* **PASSAGE FOR REVIEW**:
::::::
# **Agentic AI - NBA Stats**
## **Author:** Tanner Rapp
### **Data Source:** Walsh, W. (n.d.). NBA Database [Data set]. Kaggle. https://www.kaggle.com/datasets/wyattowalsh/basketball

#### About this Program
---

This program automates NBA data analysis using an “agentic” (autonomous) AI workflow. It connects to structured datasets—like player stats, draft history, or team performance—by uploading CSV files and allowing a GPT model (e.g., GPT-4.1-mini) with a code interpreter to read, query, and reason over them. The script first identifies which tables are relevant to the user’s question (for example, selecting draft_history when asked about Lakers’ recent draft picks), then executes Python code inside the model’s sandbox to explore and return structured outputs and analytical notes. Essentially, it’s a dynamic data-assistant pipeline that lets a model act as both analyst and coder for NBA-related data exploration

#### Import Libraries
---

In [1]:
import kagglehub
from kaggle.api.kaggle_api_extended import KaggleApi
import pandas as pd
import os
import json
import glob
from dotenv import load_dotenv
from openai import OpenAI

#### Download Dataset
---

In [3]:
sample_file = os.path.join(os.getcwd(),"csv", "game.csv")

if not os.path.exists(sample_file):
    api = KaggleApi()
    api.authenticate()
    api.dataset_download_files('wyattowalsh/basketball', path='.', unzip=True)
else:
    print("Dataset already exists")
::::::
* **WORK ORDER 1**:
Translate this sentence from the NBA stats notebook into Spanish: "This program automates NBA data analysis using an “agentic” (autonomous) AI workflow."
* **WORK ORDER 2**:
Transcribe everything in the NBA stats notebook from "#### Download Dataset" down to "api.authenticate()".
::::::
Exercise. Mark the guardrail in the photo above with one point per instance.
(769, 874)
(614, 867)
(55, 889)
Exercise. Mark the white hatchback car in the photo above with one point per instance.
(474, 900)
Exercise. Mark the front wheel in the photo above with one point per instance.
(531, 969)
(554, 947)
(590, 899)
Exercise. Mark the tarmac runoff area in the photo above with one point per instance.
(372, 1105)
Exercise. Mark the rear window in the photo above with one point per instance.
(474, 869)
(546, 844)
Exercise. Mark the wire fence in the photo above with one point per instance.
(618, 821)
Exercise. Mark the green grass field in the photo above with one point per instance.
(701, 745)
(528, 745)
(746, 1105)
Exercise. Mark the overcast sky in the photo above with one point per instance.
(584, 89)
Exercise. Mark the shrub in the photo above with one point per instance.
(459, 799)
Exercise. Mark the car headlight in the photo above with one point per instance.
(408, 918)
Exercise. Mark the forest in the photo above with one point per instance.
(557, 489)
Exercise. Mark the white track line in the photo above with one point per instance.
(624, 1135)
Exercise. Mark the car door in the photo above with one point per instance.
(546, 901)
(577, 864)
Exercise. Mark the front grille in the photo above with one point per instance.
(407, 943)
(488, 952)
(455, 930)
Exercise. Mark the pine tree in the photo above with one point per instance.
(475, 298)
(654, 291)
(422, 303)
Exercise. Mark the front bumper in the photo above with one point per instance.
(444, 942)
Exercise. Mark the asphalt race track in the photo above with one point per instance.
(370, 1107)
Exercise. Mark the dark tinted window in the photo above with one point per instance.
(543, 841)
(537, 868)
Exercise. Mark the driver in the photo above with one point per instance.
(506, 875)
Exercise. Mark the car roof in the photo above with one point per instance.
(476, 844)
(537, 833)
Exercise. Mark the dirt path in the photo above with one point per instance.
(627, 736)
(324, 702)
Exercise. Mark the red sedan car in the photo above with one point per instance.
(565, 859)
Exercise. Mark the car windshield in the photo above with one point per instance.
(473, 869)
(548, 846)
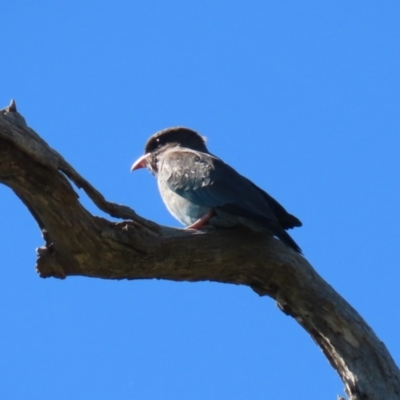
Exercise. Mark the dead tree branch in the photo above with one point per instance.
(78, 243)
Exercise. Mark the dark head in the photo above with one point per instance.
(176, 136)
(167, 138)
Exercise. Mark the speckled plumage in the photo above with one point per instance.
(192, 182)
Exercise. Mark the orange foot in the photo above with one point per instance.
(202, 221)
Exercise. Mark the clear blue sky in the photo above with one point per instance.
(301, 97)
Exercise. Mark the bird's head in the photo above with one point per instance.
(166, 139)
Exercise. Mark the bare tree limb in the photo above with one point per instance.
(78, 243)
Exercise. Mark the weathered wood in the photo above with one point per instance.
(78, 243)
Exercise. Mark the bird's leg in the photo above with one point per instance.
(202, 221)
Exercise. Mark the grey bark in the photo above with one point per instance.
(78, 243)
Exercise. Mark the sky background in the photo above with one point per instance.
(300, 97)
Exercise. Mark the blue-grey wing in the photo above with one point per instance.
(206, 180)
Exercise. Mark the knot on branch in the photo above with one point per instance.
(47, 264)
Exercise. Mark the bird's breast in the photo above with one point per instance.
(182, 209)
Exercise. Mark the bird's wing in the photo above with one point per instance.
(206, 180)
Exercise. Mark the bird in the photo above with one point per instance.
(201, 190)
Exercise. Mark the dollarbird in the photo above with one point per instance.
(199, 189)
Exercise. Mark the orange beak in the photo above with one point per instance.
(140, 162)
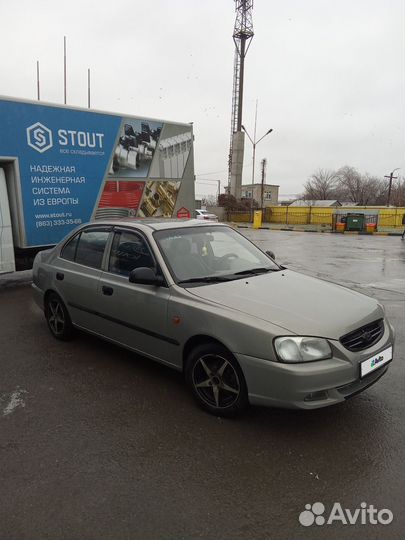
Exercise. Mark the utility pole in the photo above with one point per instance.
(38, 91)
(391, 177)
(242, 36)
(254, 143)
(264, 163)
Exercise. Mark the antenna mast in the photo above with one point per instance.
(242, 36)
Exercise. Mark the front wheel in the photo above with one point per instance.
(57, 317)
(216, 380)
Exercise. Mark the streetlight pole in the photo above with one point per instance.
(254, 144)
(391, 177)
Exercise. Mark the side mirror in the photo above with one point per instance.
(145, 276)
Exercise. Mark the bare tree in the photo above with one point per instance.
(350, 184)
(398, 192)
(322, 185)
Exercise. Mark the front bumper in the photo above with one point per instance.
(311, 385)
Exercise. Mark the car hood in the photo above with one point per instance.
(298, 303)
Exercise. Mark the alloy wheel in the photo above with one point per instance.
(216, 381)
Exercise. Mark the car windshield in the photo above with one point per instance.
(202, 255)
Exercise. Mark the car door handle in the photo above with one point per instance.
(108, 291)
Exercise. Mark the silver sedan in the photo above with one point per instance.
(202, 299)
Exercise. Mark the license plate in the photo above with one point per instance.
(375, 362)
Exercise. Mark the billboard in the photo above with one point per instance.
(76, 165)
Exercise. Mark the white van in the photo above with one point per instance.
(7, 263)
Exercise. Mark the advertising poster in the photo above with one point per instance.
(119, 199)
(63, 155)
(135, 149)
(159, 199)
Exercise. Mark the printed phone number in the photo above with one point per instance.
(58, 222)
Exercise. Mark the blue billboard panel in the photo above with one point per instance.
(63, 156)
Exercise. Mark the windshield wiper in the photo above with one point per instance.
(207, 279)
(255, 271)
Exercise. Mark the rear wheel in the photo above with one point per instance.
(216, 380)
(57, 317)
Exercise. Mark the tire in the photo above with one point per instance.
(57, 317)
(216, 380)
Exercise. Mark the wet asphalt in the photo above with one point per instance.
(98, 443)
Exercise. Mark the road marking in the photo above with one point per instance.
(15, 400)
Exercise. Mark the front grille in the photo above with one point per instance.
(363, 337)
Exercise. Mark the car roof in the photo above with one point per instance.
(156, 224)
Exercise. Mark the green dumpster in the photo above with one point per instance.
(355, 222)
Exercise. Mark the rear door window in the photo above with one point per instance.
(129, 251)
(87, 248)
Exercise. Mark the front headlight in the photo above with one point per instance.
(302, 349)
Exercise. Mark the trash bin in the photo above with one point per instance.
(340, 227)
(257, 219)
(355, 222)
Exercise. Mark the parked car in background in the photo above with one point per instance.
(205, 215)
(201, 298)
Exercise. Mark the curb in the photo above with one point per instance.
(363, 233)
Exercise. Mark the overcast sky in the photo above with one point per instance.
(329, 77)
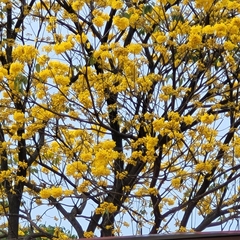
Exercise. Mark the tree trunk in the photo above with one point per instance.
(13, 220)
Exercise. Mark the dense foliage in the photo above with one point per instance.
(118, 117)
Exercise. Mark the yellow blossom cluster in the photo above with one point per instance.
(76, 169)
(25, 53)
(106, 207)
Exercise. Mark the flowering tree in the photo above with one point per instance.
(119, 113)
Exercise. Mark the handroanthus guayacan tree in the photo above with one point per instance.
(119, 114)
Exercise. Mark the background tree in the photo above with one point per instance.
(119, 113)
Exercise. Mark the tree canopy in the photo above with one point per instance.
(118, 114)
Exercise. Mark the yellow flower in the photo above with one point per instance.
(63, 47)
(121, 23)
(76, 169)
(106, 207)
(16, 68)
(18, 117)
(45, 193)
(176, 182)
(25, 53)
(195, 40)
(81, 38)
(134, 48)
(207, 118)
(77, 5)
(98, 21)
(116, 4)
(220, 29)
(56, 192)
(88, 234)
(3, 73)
::::::
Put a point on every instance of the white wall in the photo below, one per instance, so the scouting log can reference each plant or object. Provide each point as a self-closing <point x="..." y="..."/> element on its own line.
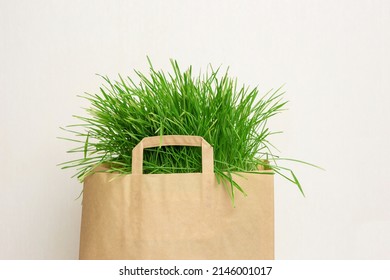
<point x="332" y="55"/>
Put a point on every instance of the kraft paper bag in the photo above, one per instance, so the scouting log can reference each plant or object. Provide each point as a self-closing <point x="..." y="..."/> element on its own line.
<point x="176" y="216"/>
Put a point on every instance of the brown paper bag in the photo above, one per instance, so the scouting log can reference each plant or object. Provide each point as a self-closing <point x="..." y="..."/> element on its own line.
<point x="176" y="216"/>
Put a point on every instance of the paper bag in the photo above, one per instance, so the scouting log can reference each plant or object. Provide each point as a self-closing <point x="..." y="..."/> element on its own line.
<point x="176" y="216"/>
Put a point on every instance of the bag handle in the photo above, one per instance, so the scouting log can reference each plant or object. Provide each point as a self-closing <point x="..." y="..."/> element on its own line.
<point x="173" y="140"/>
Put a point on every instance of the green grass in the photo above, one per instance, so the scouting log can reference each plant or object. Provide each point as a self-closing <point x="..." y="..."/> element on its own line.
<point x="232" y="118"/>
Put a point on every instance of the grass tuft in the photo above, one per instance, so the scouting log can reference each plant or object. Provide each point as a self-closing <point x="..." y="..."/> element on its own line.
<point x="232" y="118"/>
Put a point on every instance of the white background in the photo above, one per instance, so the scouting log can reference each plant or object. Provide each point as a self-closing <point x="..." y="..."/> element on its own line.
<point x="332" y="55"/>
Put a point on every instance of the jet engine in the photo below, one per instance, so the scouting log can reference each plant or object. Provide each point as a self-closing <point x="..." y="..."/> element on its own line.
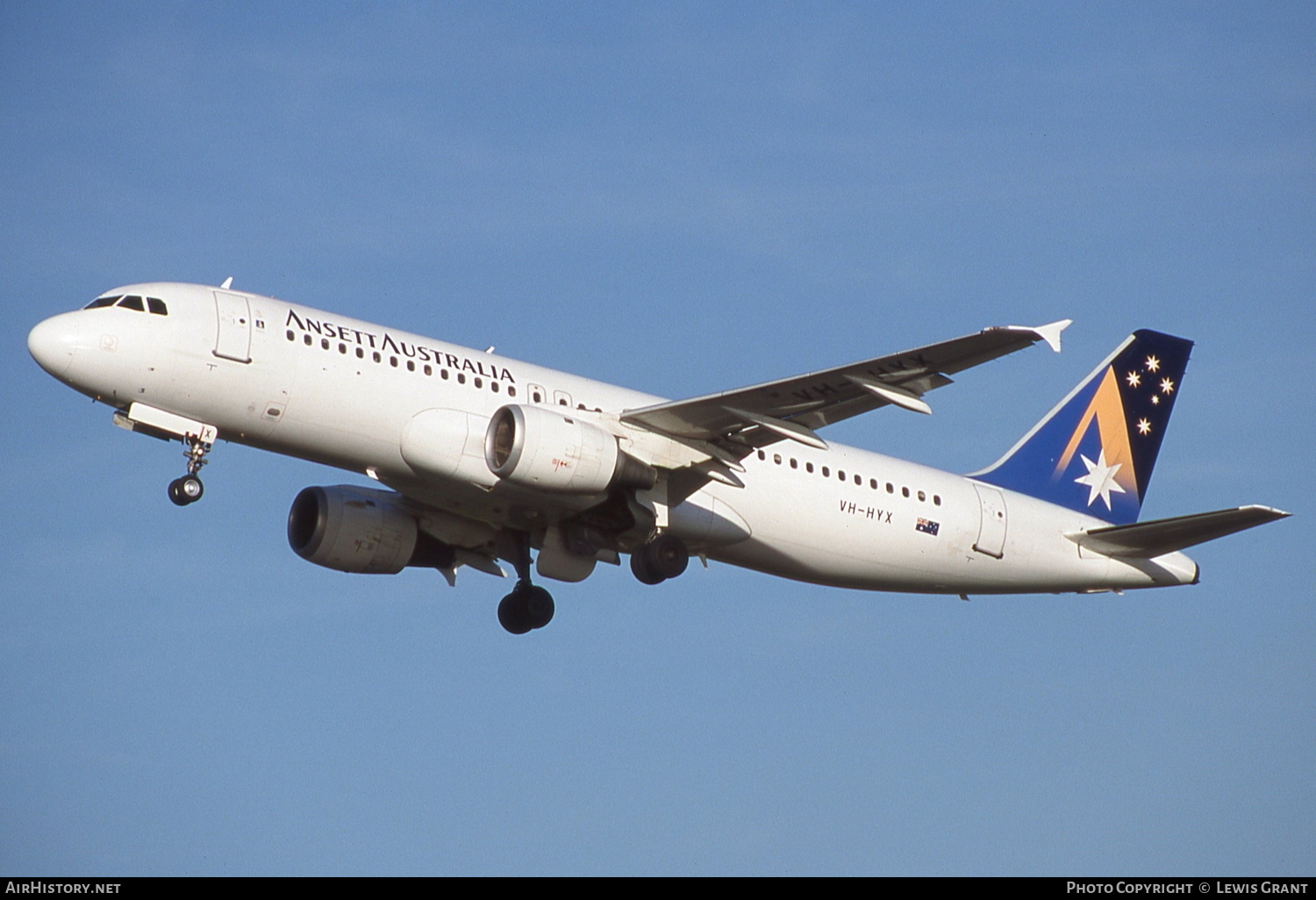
::::::
* **EXERCISE OUTPUT 1**:
Este programa automatiza el análisis de datos de la NBA mediante un flujo de trabajo de IA “agéntico” (autónomo).

* **EXERCISE OUTPUT 2**:
#### Download Dataset
---

In [3]:
sample_file = os.path.join(os.getcwd(),"csv", "game.csv")

if not os.path.exists(sample_file):
    api = KaggleApi()
    api.authenticate()